(Items listed in a dataset)
= Beginning of Section =
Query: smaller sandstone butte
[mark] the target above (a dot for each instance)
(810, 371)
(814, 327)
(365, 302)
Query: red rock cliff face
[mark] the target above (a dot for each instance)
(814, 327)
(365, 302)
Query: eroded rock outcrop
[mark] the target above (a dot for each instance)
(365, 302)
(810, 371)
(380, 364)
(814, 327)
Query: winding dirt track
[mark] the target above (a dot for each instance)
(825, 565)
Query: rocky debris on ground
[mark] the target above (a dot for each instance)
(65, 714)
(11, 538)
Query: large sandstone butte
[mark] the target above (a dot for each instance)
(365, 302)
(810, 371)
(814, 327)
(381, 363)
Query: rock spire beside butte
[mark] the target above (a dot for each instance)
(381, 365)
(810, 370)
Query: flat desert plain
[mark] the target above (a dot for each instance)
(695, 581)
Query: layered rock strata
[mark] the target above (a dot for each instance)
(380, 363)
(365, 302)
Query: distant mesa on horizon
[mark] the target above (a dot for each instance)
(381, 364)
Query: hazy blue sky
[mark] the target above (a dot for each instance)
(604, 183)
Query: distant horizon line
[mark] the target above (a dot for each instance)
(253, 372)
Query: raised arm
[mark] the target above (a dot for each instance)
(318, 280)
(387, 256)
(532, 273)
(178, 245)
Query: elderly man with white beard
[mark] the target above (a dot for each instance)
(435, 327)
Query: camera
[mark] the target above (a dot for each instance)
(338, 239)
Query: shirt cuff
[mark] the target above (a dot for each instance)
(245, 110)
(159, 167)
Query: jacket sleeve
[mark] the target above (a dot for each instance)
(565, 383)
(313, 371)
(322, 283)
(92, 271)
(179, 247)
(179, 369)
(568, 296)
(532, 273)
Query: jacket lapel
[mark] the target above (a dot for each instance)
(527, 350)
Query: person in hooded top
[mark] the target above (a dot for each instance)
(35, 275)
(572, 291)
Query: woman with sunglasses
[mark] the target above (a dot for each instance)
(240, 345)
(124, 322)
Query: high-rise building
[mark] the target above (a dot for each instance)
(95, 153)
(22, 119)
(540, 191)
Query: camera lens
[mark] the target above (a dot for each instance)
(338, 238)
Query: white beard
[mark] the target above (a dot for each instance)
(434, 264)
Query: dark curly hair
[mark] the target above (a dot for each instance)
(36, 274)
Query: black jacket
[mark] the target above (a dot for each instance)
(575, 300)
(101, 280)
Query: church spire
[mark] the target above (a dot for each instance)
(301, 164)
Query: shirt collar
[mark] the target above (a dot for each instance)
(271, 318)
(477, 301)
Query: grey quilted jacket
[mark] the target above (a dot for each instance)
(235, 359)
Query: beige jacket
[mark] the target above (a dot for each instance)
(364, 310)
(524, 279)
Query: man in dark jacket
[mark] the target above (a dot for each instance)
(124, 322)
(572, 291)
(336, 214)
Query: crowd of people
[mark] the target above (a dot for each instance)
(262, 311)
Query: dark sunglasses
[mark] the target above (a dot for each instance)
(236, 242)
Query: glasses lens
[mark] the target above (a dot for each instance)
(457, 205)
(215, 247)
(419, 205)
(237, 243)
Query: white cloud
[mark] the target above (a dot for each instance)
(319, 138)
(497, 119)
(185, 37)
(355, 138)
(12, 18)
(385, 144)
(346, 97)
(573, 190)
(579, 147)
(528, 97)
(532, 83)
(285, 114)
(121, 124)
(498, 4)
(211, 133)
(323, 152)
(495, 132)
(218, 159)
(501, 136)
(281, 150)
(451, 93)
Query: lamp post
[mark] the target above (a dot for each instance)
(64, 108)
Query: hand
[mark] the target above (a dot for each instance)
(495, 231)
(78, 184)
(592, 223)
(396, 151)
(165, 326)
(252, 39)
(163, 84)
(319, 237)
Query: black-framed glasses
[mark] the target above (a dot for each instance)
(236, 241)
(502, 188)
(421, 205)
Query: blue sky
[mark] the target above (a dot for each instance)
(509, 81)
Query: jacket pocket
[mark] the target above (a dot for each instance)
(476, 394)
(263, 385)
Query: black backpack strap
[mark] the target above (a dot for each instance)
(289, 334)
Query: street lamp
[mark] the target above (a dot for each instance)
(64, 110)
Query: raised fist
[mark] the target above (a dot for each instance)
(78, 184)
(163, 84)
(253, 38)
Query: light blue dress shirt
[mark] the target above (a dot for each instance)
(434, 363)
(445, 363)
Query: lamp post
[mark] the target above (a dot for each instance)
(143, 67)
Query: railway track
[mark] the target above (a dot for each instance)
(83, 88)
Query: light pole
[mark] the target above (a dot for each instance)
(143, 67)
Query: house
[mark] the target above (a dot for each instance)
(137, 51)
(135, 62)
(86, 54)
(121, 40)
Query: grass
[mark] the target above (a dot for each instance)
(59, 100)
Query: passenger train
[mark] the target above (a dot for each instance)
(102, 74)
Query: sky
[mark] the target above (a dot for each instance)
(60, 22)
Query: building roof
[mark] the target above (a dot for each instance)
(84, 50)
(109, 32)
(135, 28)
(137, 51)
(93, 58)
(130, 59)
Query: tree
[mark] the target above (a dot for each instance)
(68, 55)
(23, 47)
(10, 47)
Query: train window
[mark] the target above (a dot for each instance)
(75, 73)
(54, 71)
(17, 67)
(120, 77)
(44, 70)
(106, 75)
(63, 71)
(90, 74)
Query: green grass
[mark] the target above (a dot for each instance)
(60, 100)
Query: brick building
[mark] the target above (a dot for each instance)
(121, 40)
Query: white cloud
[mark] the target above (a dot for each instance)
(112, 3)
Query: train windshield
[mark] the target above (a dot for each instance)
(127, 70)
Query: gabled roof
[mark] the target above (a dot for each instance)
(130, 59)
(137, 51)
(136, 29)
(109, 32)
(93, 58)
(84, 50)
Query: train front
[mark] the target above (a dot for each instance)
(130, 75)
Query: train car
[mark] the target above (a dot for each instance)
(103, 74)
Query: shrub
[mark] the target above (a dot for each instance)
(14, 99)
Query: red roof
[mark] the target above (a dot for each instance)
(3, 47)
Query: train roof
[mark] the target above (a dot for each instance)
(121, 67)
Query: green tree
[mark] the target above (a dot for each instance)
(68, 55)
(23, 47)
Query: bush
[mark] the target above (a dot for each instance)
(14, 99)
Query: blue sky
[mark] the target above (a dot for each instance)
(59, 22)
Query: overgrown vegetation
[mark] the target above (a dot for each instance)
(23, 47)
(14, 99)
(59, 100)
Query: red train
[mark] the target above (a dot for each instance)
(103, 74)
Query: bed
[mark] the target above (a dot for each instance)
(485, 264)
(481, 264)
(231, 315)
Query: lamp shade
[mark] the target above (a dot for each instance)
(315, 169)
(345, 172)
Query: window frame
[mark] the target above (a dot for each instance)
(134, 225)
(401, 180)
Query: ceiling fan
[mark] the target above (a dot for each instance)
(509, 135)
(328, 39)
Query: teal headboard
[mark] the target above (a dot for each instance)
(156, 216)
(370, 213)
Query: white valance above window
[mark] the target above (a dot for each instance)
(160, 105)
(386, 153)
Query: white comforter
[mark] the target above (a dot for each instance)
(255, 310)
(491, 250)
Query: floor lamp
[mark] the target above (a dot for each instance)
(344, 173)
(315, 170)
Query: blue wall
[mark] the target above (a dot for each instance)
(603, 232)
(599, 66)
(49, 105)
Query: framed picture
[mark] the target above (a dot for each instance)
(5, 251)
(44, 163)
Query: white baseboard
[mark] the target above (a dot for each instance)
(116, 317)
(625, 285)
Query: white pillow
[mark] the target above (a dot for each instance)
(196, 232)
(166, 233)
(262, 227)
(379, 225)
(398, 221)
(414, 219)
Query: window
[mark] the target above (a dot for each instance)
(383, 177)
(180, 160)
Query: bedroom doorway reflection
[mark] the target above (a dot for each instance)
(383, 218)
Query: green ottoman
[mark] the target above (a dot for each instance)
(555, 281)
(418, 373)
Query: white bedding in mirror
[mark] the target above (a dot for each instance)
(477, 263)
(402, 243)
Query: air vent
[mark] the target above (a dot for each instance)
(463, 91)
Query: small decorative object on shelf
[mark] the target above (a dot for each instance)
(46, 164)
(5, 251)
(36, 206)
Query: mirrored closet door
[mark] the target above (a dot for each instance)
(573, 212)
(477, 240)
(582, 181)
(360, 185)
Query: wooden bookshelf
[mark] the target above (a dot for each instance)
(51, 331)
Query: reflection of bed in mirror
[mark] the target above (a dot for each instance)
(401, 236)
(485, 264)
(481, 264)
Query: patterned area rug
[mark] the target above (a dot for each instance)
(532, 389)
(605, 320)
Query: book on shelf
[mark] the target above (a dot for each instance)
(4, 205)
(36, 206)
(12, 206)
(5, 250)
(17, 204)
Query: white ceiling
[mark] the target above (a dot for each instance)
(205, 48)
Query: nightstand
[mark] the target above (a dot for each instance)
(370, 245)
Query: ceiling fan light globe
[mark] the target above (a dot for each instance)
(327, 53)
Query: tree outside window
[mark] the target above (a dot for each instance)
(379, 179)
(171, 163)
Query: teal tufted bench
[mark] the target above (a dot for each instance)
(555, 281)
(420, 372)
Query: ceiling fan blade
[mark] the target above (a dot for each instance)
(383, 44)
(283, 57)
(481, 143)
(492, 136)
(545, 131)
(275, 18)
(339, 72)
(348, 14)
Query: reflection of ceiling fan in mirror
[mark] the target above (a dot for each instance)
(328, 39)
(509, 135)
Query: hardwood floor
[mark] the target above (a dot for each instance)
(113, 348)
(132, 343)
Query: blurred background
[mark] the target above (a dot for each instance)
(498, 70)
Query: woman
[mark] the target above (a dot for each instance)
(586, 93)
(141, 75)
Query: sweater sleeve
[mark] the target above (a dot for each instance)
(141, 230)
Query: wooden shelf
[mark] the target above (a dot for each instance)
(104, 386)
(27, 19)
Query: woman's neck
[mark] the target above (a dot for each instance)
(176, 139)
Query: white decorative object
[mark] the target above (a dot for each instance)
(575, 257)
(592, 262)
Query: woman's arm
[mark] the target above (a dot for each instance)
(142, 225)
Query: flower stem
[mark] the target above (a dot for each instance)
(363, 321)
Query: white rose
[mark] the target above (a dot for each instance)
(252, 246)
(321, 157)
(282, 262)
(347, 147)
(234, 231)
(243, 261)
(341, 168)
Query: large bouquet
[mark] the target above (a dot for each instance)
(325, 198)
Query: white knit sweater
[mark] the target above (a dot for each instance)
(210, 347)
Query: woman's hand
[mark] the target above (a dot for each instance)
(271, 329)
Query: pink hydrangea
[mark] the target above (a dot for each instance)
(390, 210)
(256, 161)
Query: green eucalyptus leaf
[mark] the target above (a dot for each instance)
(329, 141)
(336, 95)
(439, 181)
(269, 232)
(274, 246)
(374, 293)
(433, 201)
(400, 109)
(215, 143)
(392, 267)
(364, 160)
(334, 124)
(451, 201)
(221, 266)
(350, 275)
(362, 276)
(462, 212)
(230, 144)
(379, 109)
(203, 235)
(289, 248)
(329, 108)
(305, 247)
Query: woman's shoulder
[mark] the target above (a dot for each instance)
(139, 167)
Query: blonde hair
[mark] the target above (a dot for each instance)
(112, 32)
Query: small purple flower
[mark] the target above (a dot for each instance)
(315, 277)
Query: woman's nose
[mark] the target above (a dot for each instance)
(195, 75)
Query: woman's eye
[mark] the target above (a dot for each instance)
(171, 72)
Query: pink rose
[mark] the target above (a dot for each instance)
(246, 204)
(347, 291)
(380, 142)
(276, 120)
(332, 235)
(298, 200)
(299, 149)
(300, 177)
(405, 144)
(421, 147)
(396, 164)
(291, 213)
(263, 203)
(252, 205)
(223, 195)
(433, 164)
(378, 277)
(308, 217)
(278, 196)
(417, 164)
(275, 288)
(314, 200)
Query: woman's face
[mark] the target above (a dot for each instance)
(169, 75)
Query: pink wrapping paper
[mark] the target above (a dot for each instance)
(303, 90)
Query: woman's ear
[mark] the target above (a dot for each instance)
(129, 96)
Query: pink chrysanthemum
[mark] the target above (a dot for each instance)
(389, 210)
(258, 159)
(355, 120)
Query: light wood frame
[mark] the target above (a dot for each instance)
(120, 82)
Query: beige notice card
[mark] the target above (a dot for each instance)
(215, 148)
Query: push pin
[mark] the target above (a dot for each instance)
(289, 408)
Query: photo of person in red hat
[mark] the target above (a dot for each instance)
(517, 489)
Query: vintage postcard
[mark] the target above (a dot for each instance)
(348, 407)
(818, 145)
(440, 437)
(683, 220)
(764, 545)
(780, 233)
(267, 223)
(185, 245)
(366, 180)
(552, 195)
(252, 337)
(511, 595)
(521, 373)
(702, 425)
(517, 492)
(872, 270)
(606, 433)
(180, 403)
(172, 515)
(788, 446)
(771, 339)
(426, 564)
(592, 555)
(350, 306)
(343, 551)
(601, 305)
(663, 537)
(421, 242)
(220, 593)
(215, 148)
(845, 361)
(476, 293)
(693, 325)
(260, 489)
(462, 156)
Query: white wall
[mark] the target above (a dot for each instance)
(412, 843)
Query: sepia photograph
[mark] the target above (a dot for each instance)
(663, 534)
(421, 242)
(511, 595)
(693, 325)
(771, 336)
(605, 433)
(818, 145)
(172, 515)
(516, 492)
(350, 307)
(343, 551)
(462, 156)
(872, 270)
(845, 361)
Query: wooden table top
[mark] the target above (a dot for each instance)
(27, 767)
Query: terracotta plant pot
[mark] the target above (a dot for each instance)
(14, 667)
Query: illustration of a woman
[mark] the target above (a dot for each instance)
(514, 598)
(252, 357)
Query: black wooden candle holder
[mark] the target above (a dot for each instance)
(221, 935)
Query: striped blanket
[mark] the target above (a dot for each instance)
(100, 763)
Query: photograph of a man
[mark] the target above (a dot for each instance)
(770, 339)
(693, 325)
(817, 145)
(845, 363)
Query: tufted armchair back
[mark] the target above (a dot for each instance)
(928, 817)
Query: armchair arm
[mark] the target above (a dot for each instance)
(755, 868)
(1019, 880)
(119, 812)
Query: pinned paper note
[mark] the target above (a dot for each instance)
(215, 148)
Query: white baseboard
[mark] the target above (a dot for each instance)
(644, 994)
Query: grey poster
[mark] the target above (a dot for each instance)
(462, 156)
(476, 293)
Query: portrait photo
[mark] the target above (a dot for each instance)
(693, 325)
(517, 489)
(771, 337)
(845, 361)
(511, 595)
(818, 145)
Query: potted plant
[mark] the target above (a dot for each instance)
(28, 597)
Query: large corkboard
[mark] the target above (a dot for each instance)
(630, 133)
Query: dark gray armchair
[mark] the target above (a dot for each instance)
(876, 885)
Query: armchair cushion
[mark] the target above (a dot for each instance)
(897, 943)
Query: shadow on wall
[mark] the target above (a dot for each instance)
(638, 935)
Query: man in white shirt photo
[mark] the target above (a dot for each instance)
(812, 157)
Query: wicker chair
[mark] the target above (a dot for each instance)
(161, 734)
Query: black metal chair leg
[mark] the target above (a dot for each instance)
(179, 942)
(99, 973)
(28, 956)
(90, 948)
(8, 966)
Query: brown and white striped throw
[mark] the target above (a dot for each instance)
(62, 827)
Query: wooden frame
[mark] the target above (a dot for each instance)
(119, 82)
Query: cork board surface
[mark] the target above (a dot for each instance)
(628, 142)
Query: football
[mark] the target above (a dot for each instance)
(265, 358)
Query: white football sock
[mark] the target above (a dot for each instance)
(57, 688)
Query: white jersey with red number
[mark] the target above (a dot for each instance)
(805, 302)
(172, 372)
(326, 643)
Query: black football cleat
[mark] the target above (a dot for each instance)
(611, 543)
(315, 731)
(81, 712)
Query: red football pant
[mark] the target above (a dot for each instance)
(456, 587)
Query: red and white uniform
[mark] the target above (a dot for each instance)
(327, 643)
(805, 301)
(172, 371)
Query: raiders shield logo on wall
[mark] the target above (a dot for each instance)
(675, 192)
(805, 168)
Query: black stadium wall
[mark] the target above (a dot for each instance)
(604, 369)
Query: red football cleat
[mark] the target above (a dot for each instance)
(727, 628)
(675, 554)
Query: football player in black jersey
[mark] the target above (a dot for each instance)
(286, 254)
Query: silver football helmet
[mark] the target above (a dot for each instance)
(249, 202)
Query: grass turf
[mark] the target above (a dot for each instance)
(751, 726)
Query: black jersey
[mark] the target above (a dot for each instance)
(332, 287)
= End of Section =
=== Task statement ===
From the records above, repeat exactly the lines from the one with "Query: white comforter" through the one with "Query: blue wall", both included.

=== Answer below ===
Query: white comforter
[mark] the target above (a dot for each instance)
(255, 310)
(491, 250)
Query: floor lamp
[mark] the target above (a dot for each instance)
(344, 173)
(315, 170)
Query: blue wall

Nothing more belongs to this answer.